Tariffs: US/EU Credit Distribution

The US has announced measures to protect the Steel and Aluminium sectors in the US. If implemented, the policy will impose tariffs of 25% (Steel) and 10% (Aluminium) on imports into the US, without exceptions.

This is good news for the domestic metal producers, but potentially bad news for US manufacturers who are heavy importers of either metal – such as Boeing, Ford, Caterpillar, Anheuser-Busch and MillerCoors.

These companies will benefit from recent tax cuts and other domestic economic policies, but tariffs will squeeze their margins unless they are able to fully substitute in favour of domestic metal supplies.  This will be less onerous for the Steel companies (who import about 30% of raw metal) than for the Aluminium companies (who import 90%).

The EU is now threatening to retaliate by imposing a range of import tariffs, including those on US auto imports.  There are now significant concerns about a full blown and multilateral trade war.

Aggressive price competition is, in the short term, damaging for all participants, and not just those directly involved in trade – tariff hikes push up costs across the supply chain.  In the longer term, the relative winners of a trade war will be those who have the strongest financial reserves.  As a proxy for this, this note compares the credit distribution of US and EU Corporates.

Exhibit 1 shows the distribution of US and EU (ex-UK) Corporates according to their Credit Benchmark Consensus (“CBC*”) ratings.

Exhibit 1: Comparison of Corporate credit distribution – US vs EU (ex-UK)

### [RAW DATA]

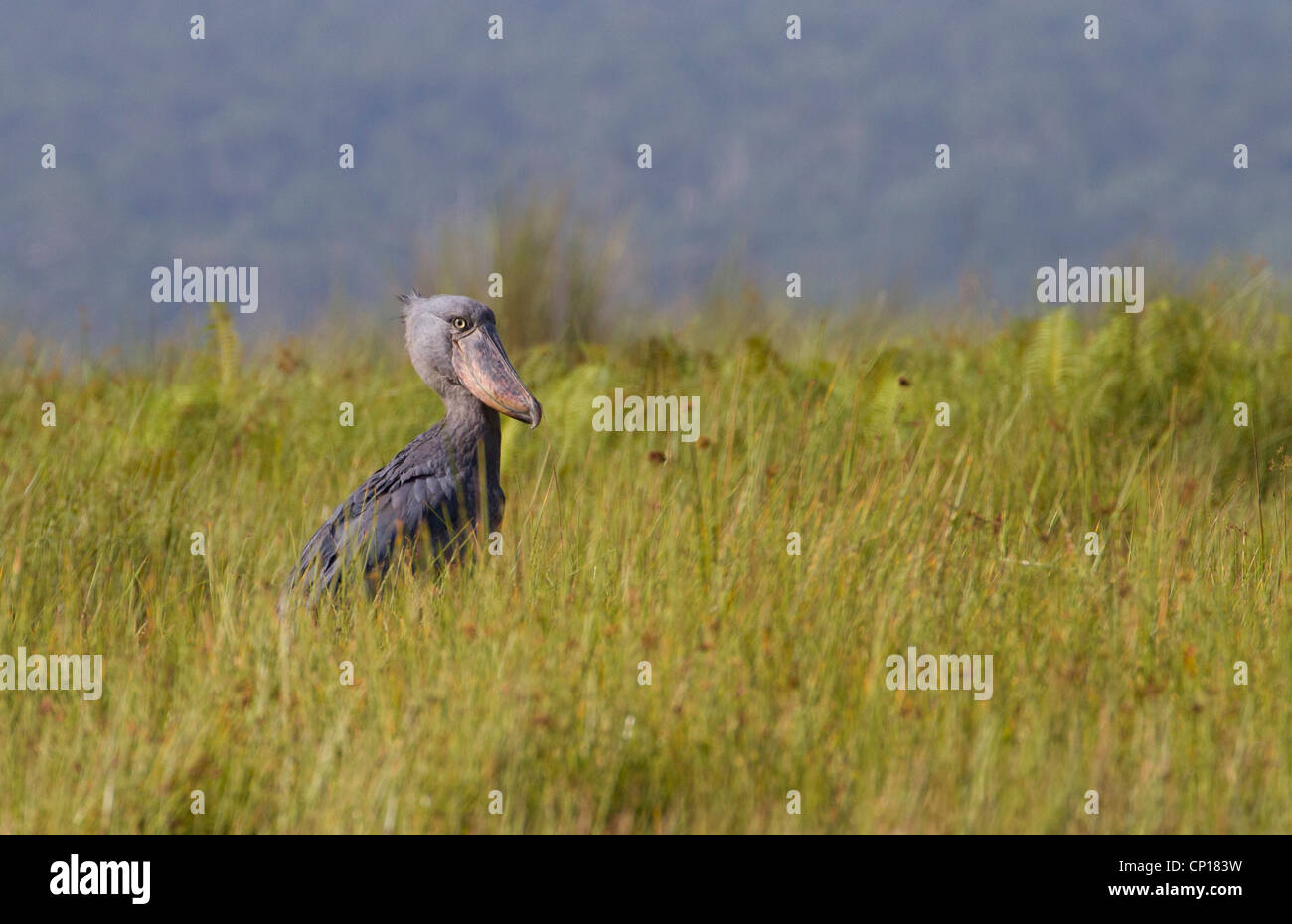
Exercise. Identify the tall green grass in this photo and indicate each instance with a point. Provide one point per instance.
(521, 673)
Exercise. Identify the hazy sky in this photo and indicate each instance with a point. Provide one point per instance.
(812, 155)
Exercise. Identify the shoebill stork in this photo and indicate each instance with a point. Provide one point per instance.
(429, 493)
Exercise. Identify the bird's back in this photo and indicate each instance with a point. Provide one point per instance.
(422, 497)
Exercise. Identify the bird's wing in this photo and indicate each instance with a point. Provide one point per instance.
(416, 490)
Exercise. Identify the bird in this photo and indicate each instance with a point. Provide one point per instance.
(427, 497)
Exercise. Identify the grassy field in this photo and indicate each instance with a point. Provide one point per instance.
(520, 674)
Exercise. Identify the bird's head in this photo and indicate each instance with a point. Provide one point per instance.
(453, 345)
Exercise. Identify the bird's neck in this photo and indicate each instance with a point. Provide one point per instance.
(470, 426)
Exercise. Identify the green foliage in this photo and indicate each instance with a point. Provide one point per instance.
(518, 673)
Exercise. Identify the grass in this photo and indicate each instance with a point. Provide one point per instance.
(520, 673)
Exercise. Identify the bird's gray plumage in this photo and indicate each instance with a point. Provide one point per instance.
(429, 495)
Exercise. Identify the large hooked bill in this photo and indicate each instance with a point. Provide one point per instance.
(482, 365)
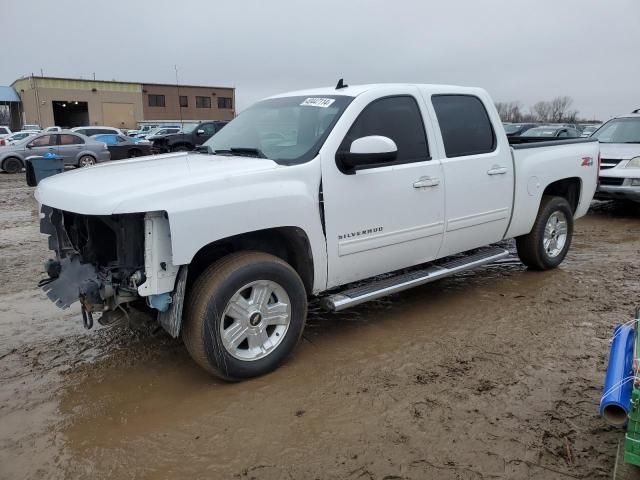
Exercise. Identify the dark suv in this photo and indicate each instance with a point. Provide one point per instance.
(189, 139)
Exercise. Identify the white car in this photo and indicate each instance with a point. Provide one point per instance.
(17, 137)
(92, 130)
(313, 193)
(620, 158)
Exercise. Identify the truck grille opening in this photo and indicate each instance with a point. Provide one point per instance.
(611, 181)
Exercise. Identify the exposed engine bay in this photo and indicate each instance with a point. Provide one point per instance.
(103, 262)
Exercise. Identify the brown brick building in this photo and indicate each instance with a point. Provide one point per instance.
(171, 102)
(72, 102)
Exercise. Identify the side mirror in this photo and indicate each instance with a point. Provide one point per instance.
(370, 151)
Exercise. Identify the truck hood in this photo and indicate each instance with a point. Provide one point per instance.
(619, 151)
(143, 184)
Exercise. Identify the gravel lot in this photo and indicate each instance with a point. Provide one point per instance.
(493, 374)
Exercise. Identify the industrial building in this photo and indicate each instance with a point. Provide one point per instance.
(71, 102)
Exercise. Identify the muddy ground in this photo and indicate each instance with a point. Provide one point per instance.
(494, 374)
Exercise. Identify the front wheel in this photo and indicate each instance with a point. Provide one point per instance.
(548, 242)
(244, 315)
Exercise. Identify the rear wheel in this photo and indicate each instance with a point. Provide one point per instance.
(86, 161)
(550, 238)
(244, 315)
(12, 165)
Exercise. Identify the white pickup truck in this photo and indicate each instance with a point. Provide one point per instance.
(310, 193)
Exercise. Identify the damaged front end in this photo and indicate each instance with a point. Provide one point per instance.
(118, 266)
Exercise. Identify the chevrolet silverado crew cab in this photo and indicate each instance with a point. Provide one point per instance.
(620, 164)
(314, 193)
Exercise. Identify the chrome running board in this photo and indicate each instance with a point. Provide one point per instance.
(433, 271)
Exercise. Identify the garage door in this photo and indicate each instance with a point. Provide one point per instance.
(119, 115)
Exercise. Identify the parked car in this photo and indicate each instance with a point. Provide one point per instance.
(16, 136)
(552, 131)
(159, 132)
(302, 195)
(76, 149)
(97, 130)
(620, 158)
(143, 129)
(587, 130)
(515, 129)
(191, 137)
(4, 132)
(121, 146)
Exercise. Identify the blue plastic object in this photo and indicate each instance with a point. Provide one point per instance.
(618, 382)
(160, 302)
(39, 168)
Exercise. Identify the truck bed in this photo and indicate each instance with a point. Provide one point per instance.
(534, 142)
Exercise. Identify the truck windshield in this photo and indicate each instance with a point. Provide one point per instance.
(288, 130)
(619, 130)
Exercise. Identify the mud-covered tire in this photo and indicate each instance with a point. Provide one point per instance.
(211, 294)
(12, 165)
(531, 247)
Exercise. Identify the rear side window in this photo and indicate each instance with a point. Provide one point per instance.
(465, 125)
(68, 139)
(397, 118)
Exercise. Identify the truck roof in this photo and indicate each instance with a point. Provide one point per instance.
(355, 90)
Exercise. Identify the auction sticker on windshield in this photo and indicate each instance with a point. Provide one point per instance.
(318, 102)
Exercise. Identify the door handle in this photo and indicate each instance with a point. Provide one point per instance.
(497, 170)
(426, 182)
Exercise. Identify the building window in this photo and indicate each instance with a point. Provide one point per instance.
(203, 102)
(225, 102)
(156, 100)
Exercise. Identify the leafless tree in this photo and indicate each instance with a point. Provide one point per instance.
(559, 108)
(5, 116)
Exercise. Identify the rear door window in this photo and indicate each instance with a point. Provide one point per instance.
(68, 139)
(397, 118)
(465, 125)
(43, 141)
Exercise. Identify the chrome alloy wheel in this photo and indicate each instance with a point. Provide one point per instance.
(555, 234)
(255, 320)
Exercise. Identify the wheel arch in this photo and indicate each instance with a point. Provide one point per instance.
(291, 244)
(9, 157)
(567, 188)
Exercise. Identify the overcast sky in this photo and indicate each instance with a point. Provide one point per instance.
(527, 51)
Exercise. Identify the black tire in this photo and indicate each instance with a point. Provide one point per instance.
(531, 249)
(208, 298)
(181, 148)
(12, 165)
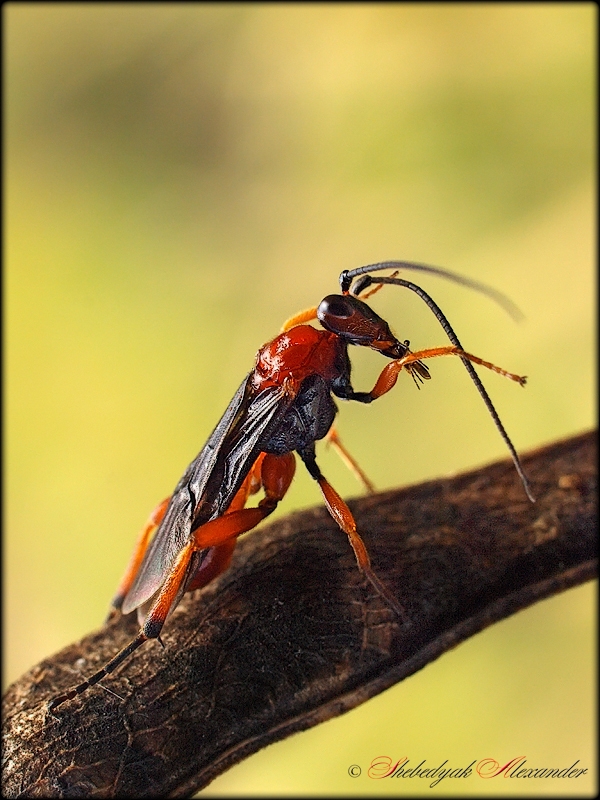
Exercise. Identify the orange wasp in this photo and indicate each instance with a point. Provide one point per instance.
(284, 405)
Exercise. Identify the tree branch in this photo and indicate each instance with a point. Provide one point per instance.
(291, 635)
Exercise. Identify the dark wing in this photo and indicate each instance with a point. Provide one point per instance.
(210, 483)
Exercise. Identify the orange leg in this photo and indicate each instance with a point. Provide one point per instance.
(139, 549)
(389, 375)
(277, 473)
(343, 516)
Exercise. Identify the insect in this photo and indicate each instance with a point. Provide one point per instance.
(284, 405)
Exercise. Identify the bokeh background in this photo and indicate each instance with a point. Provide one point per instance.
(179, 180)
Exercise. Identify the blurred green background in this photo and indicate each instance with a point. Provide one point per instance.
(182, 178)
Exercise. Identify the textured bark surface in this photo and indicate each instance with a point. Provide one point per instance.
(291, 635)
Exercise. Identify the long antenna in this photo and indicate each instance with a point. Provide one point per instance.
(346, 279)
(507, 304)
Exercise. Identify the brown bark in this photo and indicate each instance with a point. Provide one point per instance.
(291, 635)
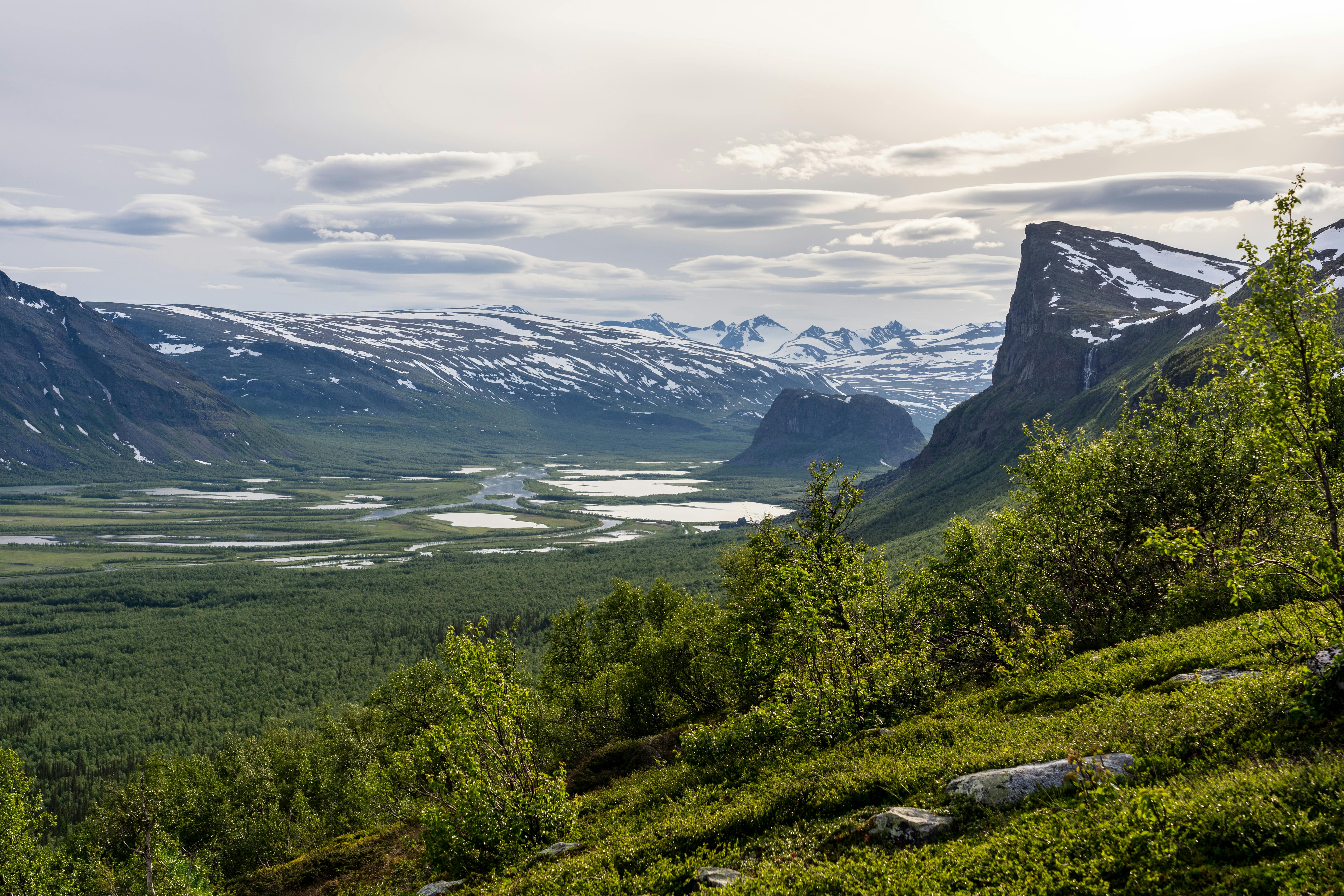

### [AIM OF THE EXERCISE]
Answer these questions from the note on US steel and aluminum tariffs:
1. What tariff rate would the US policy impose on aluminum imports?
2. About what share of raw metal do the steel companies import?
3. Which US imports does the note name as a target of the tariffs the EU is threatening?

### [EXPECTED ANSWER]
1. 10%
2. About 30%
3. US auto imports